» Task goal:
Please switch each "dot" in the lines below to "point", and write out every line again with nothing else changed.

# start of Task data

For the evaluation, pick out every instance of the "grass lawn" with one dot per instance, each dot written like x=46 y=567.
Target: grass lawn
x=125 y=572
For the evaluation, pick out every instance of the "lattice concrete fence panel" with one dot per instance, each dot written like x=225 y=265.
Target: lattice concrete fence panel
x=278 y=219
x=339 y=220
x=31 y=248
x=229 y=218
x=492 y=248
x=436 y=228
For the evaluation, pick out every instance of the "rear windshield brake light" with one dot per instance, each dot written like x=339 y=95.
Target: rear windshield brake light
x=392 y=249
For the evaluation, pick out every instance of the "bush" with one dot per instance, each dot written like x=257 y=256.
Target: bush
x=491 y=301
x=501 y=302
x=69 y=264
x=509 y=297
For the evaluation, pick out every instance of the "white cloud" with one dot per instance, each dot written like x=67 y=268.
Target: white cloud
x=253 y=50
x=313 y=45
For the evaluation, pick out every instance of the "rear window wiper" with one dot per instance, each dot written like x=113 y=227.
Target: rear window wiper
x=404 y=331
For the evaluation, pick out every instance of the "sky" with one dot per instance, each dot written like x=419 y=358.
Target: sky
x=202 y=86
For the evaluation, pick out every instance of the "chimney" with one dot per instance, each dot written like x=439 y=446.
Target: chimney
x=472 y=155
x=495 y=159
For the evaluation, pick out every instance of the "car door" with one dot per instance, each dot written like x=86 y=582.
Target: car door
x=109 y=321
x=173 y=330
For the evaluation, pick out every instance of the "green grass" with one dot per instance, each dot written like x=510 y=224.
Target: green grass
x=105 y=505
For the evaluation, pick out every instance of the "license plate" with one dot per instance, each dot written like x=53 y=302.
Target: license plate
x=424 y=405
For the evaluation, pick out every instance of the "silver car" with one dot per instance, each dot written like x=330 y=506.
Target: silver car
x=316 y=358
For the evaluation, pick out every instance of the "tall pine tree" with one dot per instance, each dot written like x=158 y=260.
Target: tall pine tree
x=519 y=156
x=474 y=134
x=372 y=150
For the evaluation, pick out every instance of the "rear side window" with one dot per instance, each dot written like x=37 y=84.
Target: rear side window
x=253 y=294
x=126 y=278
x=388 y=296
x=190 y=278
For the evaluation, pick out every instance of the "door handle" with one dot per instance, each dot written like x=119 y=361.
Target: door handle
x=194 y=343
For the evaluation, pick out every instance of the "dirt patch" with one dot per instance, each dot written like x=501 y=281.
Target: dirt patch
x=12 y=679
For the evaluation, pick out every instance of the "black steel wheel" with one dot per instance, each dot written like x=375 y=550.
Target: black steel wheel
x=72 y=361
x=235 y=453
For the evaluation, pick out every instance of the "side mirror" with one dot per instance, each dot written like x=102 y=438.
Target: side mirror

# end of Task data

» Response:
For the evaluation, pick out every instance of the "grass lawn" with one point per instance, each point written like x=46 y=567.
Target: grass lawn
x=125 y=572
For the evaluation, pick out every instance of the "lattice concrete fence panel" with one point per instance, each point written like x=225 y=265.
Target: lattice concrete fence panel
x=278 y=219
x=339 y=220
x=31 y=248
x=229 y=218
x=492 y=248
x=436 y=228
For the evaluation, pick out every instance of the "rear windshield brake light" with one point per instance, each point written like x=339 y=95.
Target: rear windshield brake light
x=392 y=249
For the evaluation, pick out every instance of the "bush" with one point per instance, each point written like x=257 y=256.
Target: bush
x=491 y=301
x=501 y=302
x=69 y=264
x=509 y=297
For the evaluation, pick out every instance of the "white cloud" with one point per instance, each point written like x=67 y=268.
Target: white cloud
x=253 y=50
x=313 y=45
For the evaluation, pick out every instance of the "rear window wiper" with one point per instance, each point written like x=113 y=227.
Target: rear window wiper
x=404 y=331
For the evaluation, pick out every instance of the "sky" with one point per instance, each point written like x=419 y=358.
Target: sky
x=202 y=86
For the evaluation, pick out every instance of the "chimney" with one point per instance, each point written like x=439 y=446.
Target: chimney
x=472 y=155
x=495 y=159
For the evaluation, pick out every instance of the "car door" with one point per instance, each point written like x=86 y=582.
Target: car door
x=109 y=321
x=173 y=330
For the evaluation, pick out every instance of the "green grass" with one point per instance, each point written like x=510 y=224.
Target: green grass
x=105 y=505
For the evaluation, pick out every instance of the "license plate" with one point per instance, each point written like x=53 y=302.
Target: license plate
x=424 y=405
For the evaluation, pick out every instance of the "silver car" with one point per instance, each point written like x=330 y=506.
Target: silver car
x=316 y=358
For the evaluation, pick out every instance of the "tall pine tree" with one point per instance, each point written like x=158 y=260.
Target: tall pine tree
x=519 y=156
x=474 y=134
x=372 y=150
For the evaluation, pick out every instance of the "rear side window" with one point per instance, each point written like x=37 y=84.
Target: rear side window
x=253 y=294
x=126 y=278
x=388 y=296
x=190 y=278
For the evaluation, pick out every instance of the "door handle" with one point per instance, each point written like x=119 y=361.
Target: door handle
x=194 y=343
For the evaluation, pick out every instance of the "dirt patch" with one point per instance, each point written like x=501 y=281.
Target: dirt patch
x=12 y=679
For the evaluation, pick out every instance of the "black steel wheel" with one point per instance, each point written like x=375 y=550.
Target: black steel wheel
x=72 y=361
x=235 y=453
For the evaluation, pick out every instance of the "side mirror" with one point per instance, each point written like x=102 y=438.
Target: side mirror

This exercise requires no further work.